** Dataset **
** BEGIN **
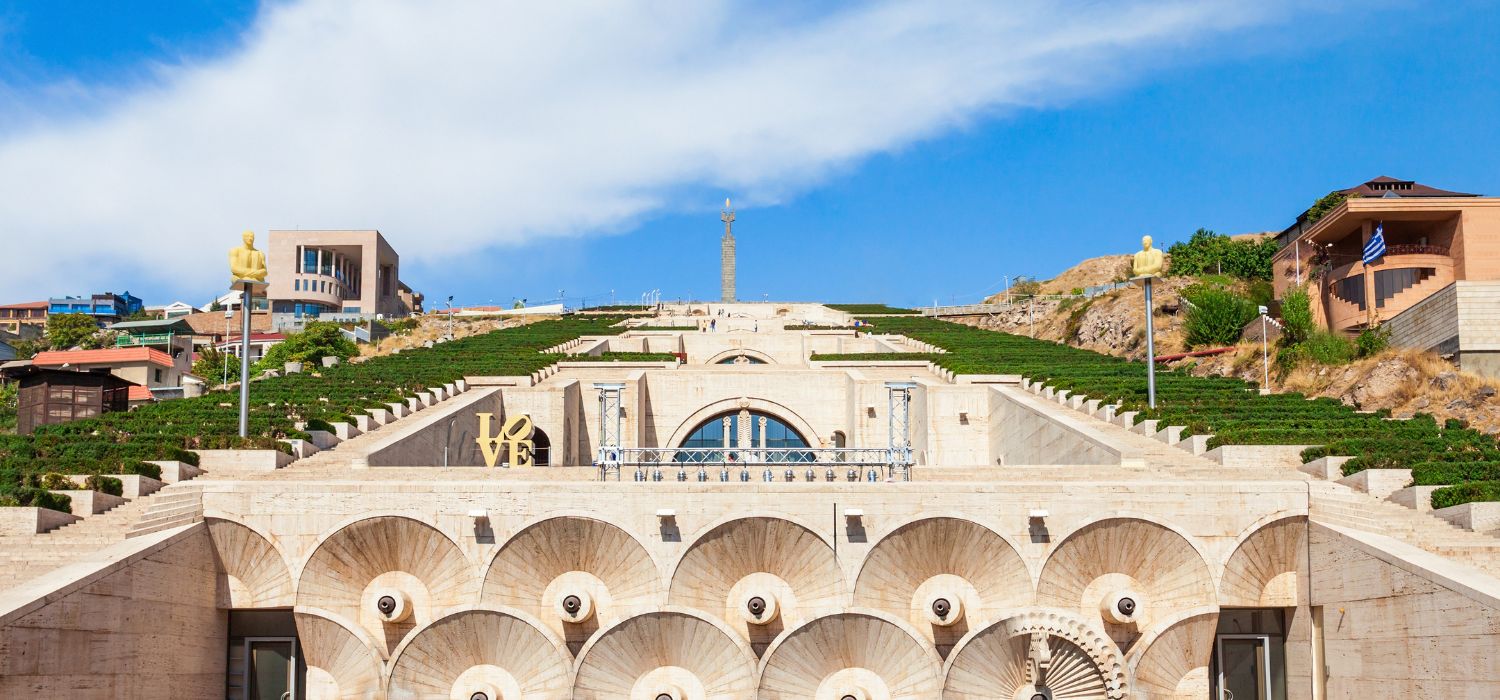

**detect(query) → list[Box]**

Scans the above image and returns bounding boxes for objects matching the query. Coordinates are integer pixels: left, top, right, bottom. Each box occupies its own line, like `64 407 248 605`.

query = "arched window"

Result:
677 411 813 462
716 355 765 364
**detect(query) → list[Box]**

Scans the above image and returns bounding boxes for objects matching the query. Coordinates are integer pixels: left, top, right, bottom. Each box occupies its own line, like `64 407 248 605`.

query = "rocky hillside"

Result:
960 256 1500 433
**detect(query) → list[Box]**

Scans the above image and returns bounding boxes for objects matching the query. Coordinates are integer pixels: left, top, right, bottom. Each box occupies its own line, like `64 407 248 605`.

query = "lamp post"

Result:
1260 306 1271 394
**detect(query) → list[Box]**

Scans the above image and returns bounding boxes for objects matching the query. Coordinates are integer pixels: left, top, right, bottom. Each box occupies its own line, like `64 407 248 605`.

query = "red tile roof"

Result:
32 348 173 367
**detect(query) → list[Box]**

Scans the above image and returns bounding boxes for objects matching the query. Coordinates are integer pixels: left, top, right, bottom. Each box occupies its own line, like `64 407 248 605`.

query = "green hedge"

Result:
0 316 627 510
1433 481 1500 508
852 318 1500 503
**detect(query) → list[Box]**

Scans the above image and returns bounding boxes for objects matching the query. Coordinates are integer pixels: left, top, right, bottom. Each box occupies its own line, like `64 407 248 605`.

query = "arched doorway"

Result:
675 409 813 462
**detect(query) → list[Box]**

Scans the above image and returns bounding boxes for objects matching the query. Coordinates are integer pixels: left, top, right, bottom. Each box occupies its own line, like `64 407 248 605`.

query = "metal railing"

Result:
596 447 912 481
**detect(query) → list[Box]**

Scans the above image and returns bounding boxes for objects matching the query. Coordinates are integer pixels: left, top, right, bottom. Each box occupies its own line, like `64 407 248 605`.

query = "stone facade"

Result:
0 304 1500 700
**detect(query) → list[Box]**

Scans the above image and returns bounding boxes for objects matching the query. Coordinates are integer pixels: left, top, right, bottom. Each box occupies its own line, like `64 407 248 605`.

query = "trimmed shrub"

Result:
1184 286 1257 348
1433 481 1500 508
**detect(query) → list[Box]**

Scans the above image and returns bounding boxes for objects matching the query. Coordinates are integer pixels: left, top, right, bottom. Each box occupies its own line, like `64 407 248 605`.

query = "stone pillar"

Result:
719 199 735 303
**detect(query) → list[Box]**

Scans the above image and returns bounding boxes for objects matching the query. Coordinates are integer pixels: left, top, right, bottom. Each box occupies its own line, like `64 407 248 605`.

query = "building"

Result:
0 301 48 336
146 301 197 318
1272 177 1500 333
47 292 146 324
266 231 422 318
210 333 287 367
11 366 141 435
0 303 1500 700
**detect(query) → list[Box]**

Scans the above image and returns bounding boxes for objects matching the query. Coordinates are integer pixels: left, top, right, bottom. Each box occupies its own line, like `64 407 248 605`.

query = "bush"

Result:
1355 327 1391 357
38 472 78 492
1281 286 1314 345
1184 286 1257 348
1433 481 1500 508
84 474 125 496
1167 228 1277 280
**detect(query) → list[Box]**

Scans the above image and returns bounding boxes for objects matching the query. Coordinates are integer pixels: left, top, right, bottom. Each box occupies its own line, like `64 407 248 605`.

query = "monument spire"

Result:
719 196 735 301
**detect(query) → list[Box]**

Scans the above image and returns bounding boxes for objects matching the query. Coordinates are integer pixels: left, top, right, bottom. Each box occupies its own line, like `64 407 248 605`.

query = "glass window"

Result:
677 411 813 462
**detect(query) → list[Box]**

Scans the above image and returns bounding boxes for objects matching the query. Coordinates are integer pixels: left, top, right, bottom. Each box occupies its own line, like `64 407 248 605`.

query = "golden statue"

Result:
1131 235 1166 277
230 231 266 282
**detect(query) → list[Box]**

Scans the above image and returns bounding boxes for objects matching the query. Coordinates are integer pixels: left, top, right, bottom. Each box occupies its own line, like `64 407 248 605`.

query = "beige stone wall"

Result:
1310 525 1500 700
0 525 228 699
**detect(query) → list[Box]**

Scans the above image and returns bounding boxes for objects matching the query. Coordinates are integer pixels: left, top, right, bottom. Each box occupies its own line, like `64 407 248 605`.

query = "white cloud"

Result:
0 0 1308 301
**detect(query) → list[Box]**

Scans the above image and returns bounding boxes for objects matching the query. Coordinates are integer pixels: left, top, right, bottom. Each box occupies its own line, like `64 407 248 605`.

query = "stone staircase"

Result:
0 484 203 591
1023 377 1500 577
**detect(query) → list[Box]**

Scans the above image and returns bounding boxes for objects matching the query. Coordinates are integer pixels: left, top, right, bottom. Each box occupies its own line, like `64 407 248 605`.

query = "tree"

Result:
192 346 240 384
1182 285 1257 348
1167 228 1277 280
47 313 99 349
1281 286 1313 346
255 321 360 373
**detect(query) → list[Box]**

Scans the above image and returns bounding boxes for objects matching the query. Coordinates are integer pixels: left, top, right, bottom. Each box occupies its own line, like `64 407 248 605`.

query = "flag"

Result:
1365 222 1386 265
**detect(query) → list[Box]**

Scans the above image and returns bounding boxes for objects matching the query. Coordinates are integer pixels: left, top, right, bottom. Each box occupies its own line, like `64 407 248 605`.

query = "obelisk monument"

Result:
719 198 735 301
** END **
How many lines in the records above contain the string "arched"? Case counts; reply with the number only.

2